#### What you have to do
Could you reproduce only the part that opens with the line containing "Can you find the person walking?" and closes with the line containing "[[339, 63], [205, 114], [263, 103], [355, 68], [403, 67]]", swapping "pitched roof" for "sloped roof" and keeping everything else the same?

[Recorded data]
'''

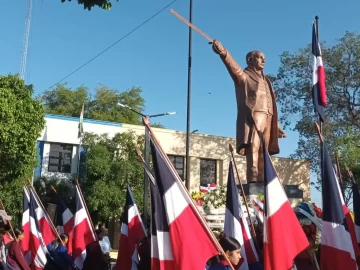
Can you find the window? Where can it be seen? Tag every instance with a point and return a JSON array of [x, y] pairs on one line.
[[178, 162], [207, 172], [60, 158]]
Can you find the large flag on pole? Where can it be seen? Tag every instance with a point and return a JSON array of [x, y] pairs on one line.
[[43, 220], [37, 242], [181, 237], [132, 231], [82, 233], [337, 251], [318, 88], [236, 224], [25, 226], [284, 238], [356, 206], [65, 221]]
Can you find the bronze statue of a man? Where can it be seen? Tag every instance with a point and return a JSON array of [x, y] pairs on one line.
[[255, 100]]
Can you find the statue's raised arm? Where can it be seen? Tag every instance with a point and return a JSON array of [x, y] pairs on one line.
[[255, 103], [232, 66]]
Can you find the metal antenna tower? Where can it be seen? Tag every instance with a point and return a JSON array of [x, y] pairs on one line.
[[26, 39]]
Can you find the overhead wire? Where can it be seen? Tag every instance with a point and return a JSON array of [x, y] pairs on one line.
[[112, 45]]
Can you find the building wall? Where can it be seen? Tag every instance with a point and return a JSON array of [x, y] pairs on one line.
[[60, 129]]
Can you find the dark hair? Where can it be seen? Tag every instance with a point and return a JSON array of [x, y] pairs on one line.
[[18, 232], [229, 243], [98, 231]]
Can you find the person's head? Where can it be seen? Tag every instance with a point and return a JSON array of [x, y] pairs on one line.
[[19, 234], [255, 59], [64, 238], [100, 234], [231, 248]]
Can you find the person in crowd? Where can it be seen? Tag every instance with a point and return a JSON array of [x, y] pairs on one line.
[[15, 259], [94, 256], [105, 243], [231, 248], [62, 259]]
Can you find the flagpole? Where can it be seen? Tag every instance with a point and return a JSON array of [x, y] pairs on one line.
[[12, 229], [46, 213], [339, 173], [80, 133], [87, 210], [192, 204], [320, 122], [231, 149]]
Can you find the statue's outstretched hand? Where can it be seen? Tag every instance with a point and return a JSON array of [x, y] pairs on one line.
[[218, 47], [282, 134]]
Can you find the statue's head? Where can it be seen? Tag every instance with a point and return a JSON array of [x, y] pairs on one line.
[[255, 59]]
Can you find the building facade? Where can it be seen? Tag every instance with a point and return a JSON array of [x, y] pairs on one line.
[[58, 148]]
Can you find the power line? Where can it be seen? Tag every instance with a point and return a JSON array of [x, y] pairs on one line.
[[112, 45]]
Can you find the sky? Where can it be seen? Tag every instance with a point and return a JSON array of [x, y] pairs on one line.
[[64, 36]]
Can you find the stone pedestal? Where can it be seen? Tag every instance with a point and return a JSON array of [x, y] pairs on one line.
[[253, 189]]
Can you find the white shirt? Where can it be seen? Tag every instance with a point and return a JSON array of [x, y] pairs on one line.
[[105, 245]]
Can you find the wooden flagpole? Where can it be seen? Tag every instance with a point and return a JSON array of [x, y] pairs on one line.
[[87, 210], [46, 213], [12, 229], [231, 149], [192, 204]]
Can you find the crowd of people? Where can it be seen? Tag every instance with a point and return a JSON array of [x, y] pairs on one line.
[[58, 258]]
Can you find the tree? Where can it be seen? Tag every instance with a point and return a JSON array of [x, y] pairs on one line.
[[110, 165], [103, 106], [89, 4], [22, 120], [342, 121]]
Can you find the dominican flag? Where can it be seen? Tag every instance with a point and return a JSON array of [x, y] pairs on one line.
[[82, 233], [284, 238], [337, 251], [65, 221], [7, 238], [179, 238], [356, 206], [25, 226], [236, 224], [132, 231], [37, 242], [318, 88], [45, 225]]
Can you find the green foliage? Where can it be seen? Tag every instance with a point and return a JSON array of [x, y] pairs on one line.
[[293, 89], [110, 165], [22, 120], [102, 106], [89, 4]]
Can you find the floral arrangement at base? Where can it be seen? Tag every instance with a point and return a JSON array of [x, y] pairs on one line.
[[215, 199], [198, 197]]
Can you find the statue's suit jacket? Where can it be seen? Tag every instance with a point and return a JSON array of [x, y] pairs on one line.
[[246, 86]]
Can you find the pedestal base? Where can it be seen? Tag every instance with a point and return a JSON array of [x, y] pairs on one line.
[[253, 189]]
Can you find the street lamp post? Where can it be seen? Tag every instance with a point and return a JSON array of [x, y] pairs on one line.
[[147, 154], [187, 179]]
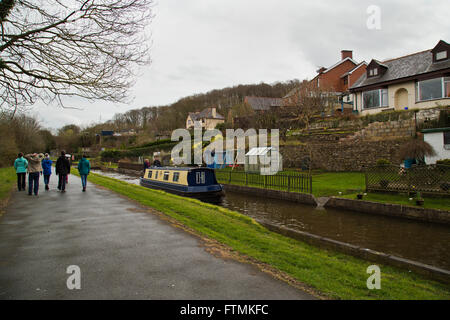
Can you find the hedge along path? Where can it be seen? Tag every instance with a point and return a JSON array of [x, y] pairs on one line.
[[333, 274], [7, 183]]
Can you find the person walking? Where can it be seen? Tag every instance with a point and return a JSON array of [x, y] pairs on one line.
[[62, 169], [34, 170], [21, 165], [47, 168], [84, 168]]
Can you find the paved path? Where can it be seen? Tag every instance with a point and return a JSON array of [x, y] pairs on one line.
[[123, 253]]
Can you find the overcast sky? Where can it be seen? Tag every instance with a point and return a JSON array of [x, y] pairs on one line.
[[200, 45]]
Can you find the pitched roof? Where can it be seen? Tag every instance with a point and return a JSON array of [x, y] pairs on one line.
[[339, 63], [205, 114], [263, 103], [355, 68], [403, 67]]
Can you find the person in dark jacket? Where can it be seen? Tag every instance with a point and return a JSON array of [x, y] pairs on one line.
[[84, 167], [34, 169], [157, 163], [21, 165], [62, 170], [47, 168]]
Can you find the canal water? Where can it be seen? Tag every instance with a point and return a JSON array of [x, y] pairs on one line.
[[424, 242]]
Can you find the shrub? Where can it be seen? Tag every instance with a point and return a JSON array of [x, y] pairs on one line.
[[384, 184], [445, 162], [383, 162]]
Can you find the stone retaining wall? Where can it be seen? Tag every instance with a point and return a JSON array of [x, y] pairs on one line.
[[273, 194], [393, 210], [364, 253]]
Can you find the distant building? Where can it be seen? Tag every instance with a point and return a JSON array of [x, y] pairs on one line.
[[419, 80], [336, 80], [263, 104], [107, 133], [207, 119], [439, 139]]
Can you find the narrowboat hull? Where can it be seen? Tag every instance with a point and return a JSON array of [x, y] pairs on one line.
[[210, 193]]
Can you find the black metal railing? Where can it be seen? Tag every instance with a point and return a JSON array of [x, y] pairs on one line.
[[433, 179], [285, 181]]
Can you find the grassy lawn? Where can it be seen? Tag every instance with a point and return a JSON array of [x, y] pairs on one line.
[[334, 274], [430, 203], [331, 183], [8, 179]]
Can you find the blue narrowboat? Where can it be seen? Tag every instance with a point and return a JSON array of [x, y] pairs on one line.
[[198, 182]]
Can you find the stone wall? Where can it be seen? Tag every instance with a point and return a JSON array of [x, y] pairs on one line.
[[342, 155]]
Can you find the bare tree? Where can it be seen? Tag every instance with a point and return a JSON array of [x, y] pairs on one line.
[[302, 105], [306, 102], [86, 48]]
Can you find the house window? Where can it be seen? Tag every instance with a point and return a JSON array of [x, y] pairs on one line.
[[447, 140], [437, 88], [375, 99], [200, 177], [442, 55], [166, 176]]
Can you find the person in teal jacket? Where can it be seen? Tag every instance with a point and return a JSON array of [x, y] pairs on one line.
[[21, 165], [84, 168]]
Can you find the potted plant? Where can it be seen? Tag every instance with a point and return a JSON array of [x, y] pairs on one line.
[[359, 195], [419, 199]]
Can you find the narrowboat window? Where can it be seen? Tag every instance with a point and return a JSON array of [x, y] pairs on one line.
[[200, 177], [166, 176]]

'''

#### Complete output
Can you find the person walking? Where can it be seen? Tag every instance with a point and return a JSON array of [x, y] pairs on one line.
[[62, 169], [34, 170], [21, 165], [47, 168], [84, 168]]
Can you find the paved path? Where can it be seen? Tag every instance with a point and return a JSON array of [x, y] pairs on one line.
[[123, 253]]
Can you find the overcast sky? Where can it be seen? Tag every instance with a point and return a JSON array of [x, y] pairs on one line.
[[200, 45]]
Can you find the sloped roof? Where can it be seen? Tag every instance with a point and return a JSON array of [x, y] pairs on one line.
[[339, 63], [205, 114], [263, 103], [355, 68], [403, 67]]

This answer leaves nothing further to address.